Excerpt
###

Finding Database Network Abusers with Netstat

DBAs are often faced with the encompassing task of trying to reduce the use of system resources. In doing so, DBAs have the ominous task of having to relate the consumption of system resources by a database to the available resources on the database server it runs on. Sometimes this is a very difficult task.

Take for instance the use of network resources. When we look at database statistics accumulating from within the database we get a glimpse of what is actually happening with network traffic for the database as a whole or for individual sessions. What is often looked at are the SQL*Net message from/to series of statistics. Take for example two of the most common of these types of statistics:

Common Network Database Statistics

SQL*Net message from client – This is the time it took for a message to arrive from the client since the last message was sent to the client.

###

Records supplied
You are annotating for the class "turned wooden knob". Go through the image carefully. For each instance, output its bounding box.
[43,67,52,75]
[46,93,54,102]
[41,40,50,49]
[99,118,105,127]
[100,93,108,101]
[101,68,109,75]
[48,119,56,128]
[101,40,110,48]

###

Directive
Transcribe the passage of the netstat article from "Take for instance" up to and including "to the client.". The entries are separate material from the netstat article.

Solution for this problem
Take for instance the use of network resources. When we look at database statistics accumulating from within the database we get a glimpse of what is actually happening with network traffic for the database as a whole or for individual sessions. What is often looked at are the SQL*Net message from/to series of statistics. Take for example two of the most common of these types of statistics:

Common Network Database Statistics

SQL*Net message from client – This is the time it took for a message to arrive from the client since the last message was sent to the client.